**Exercise details**
Convert everything from the start of the records down to the line containing "x=721 y=532", that line included, into a Markdown table with a Row column giving each line's number and a Line column holding the line itself. Skip blank lines.
## BEGIN Record list
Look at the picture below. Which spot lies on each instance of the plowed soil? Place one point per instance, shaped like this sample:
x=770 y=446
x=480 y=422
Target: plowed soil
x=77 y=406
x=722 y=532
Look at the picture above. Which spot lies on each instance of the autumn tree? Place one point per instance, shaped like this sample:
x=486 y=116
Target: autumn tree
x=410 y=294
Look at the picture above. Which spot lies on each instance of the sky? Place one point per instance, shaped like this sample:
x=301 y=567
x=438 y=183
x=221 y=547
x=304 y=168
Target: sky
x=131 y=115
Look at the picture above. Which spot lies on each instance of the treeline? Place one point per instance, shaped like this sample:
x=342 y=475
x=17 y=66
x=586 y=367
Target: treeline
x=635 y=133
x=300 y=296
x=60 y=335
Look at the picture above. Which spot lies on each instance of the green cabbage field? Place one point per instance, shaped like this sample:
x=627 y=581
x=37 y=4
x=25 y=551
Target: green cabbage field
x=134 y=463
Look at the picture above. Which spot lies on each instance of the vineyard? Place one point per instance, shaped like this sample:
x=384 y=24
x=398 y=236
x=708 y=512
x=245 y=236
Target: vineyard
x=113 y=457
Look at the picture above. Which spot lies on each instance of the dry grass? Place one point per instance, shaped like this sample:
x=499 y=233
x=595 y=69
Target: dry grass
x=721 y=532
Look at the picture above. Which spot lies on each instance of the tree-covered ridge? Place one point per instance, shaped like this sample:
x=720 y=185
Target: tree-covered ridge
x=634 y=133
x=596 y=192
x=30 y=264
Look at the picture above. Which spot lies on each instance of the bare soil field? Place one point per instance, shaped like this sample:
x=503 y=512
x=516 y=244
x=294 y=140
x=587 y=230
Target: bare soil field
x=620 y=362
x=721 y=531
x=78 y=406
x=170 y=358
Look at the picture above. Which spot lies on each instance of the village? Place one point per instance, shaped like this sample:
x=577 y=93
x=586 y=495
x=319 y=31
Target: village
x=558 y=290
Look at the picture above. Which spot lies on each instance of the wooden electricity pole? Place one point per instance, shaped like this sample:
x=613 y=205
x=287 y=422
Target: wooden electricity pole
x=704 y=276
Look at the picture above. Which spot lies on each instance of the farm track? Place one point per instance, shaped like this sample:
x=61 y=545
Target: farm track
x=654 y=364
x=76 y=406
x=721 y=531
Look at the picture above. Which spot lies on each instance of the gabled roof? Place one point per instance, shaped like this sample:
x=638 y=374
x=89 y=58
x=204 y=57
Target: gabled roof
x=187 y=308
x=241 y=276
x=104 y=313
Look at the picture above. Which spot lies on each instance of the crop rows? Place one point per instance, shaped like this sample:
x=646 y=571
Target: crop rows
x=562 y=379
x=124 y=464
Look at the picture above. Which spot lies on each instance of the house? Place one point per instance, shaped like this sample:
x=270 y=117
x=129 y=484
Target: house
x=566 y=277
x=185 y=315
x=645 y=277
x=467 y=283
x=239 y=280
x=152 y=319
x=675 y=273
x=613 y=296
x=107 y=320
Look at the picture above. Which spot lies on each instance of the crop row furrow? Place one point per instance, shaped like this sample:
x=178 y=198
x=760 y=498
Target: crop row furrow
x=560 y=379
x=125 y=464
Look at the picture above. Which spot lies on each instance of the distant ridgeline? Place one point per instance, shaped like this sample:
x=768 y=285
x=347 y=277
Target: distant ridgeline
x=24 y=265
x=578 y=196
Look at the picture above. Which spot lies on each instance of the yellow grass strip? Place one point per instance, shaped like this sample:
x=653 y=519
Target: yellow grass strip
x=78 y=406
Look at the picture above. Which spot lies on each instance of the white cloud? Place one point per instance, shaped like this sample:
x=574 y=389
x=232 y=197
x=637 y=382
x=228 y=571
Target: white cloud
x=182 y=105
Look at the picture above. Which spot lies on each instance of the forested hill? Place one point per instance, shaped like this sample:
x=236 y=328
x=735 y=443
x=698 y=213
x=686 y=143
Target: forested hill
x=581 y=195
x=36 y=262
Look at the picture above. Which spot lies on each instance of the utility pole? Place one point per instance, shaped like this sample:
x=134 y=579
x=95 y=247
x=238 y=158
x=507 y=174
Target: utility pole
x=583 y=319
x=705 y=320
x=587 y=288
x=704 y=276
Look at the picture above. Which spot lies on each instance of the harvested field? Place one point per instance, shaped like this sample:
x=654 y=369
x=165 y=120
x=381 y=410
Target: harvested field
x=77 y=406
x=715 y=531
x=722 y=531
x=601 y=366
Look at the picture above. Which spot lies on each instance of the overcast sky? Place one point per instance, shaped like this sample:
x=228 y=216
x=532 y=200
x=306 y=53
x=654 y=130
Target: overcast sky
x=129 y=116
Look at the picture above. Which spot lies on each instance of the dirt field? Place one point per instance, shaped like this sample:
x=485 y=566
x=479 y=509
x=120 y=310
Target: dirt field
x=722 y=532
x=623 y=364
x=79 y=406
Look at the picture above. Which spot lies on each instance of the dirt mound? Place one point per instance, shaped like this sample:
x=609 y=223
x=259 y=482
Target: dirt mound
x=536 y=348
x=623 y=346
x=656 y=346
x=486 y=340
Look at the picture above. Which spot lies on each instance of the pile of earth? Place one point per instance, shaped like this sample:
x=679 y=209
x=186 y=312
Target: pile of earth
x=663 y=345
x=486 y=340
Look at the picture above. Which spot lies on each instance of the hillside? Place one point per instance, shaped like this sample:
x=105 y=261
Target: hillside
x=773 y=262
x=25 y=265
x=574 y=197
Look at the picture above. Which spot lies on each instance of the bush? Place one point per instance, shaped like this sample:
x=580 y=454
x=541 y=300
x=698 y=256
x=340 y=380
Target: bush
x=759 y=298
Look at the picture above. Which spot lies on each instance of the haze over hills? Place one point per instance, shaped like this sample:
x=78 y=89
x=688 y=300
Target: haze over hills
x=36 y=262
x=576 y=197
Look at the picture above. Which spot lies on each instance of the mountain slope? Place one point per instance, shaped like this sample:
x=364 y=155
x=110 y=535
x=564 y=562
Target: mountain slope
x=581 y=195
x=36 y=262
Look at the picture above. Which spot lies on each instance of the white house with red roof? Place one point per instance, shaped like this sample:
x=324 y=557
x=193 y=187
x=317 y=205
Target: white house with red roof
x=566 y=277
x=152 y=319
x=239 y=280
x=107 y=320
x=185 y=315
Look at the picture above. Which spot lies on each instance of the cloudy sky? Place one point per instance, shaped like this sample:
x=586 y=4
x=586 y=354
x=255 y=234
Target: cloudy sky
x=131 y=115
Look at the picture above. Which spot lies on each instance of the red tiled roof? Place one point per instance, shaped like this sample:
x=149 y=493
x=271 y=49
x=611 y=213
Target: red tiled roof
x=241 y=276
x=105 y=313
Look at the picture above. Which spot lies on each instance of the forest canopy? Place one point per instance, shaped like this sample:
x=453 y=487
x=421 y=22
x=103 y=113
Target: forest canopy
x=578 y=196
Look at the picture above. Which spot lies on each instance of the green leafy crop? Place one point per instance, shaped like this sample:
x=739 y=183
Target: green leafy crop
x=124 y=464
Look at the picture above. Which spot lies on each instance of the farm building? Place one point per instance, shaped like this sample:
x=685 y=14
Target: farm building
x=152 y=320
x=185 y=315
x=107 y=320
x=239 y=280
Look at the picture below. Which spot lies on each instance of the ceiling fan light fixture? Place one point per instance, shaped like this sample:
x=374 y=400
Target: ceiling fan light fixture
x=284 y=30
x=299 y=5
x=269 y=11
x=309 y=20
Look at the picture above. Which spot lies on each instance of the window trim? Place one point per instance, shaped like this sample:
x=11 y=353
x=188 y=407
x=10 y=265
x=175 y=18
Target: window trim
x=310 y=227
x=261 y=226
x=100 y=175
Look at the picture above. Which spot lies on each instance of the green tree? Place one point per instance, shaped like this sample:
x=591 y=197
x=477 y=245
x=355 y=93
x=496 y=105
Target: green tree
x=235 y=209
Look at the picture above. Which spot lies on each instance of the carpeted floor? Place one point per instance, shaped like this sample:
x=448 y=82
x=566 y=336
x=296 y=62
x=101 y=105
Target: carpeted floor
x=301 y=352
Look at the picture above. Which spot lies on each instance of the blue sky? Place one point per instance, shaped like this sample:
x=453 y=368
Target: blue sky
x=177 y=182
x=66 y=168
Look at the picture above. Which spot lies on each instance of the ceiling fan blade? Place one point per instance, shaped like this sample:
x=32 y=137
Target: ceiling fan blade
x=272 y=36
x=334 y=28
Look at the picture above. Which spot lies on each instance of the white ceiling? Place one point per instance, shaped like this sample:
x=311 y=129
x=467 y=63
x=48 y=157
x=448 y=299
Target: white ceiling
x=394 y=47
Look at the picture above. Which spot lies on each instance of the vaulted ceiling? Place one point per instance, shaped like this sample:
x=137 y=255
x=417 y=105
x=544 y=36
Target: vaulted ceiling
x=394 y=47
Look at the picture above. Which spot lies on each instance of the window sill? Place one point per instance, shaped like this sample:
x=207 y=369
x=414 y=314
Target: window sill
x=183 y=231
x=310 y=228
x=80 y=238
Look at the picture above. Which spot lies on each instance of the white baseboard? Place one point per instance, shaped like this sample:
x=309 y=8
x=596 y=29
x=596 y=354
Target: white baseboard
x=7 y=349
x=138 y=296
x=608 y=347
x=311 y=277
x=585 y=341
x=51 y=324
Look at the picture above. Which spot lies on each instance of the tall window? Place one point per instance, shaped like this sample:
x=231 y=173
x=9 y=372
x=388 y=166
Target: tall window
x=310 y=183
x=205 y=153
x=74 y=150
## END Record list
**The solution**
| Row | Line |
|---|---|
| 1 | Look at the picture below. Which spot lies on each instance of the plowed soil? Place one point per instance, shaped like this sample: |
| 2 | x=770 y=446 |
| 3 | x=480 y=422 |
| 4 | Target: plowed soil |
| 5 | x=77 y=406 |
| 6 | x=722 y=532 |
| 7 | Look at the picture above. Which spot lies on each instance of the autumn tree? Place one point per instance, shaped like this sample: |
| 8 | x=486 y=116 |
| 9 | Target: autumn tree |
| 10 | x=410 y=294 |
| 11 | Look at the picture above. Which spot lies on each instance of the sky? Place one point per instance, shaped like this sample: |
| 12 | x=301 y=567 |
| 13 | x=438 y=183 |
| 14 | x=221 y=547 |
| 15 | x=304 y=168 |
| 16 | Target: sky |
| 17 | x=131 y=115 |
| 18 | Look at the picture above. Which spot lies on each instance of the treeline? Place one point per instance, shaped like this sample: |
| 19 | x=342 y=475 |
| 20 | x=17 y=66 |
| 21 | x=586 y=367 |
| 22 | Target: treeline |
| 23 | x=635 y=133 |
| 24 | x=300 y=296 |
| 25 | x=60 y=335 |
| 26 | Look at the picture above. Which spot lies on each instance of the green cabbage field? Place one point per instance, shaped like this sample: |
| 27 | x=627 y=581 |
| 28 | x=37 y=4 |
| 29 | x=25 y=551 |
| 30 | Target: green cabbage field |
| 31 | x=134 y=463 |
| 32 | Look at the picture above. Which spot lies on each instance of the vineyard? Place one point per instance, shaped like this sample: |
| 33 | x=384 y=24 |
| 34 | x=398 y=236 |
| 35 | x=708 y=512 |
| 36 | x=245 y=236 |
| 37 | Target: vineyard |
| 38 | x=113 y=457 |
| 39 | Look at the picture above. Which spot lies on each instance of the dry grass? Place one point per instance, shaped like this sample: |
| 40 | x=499 y=233 |
| 41 | x=595 y=69 |
| 42 | Target: dry grass |
| 43 | x=721 y=532 |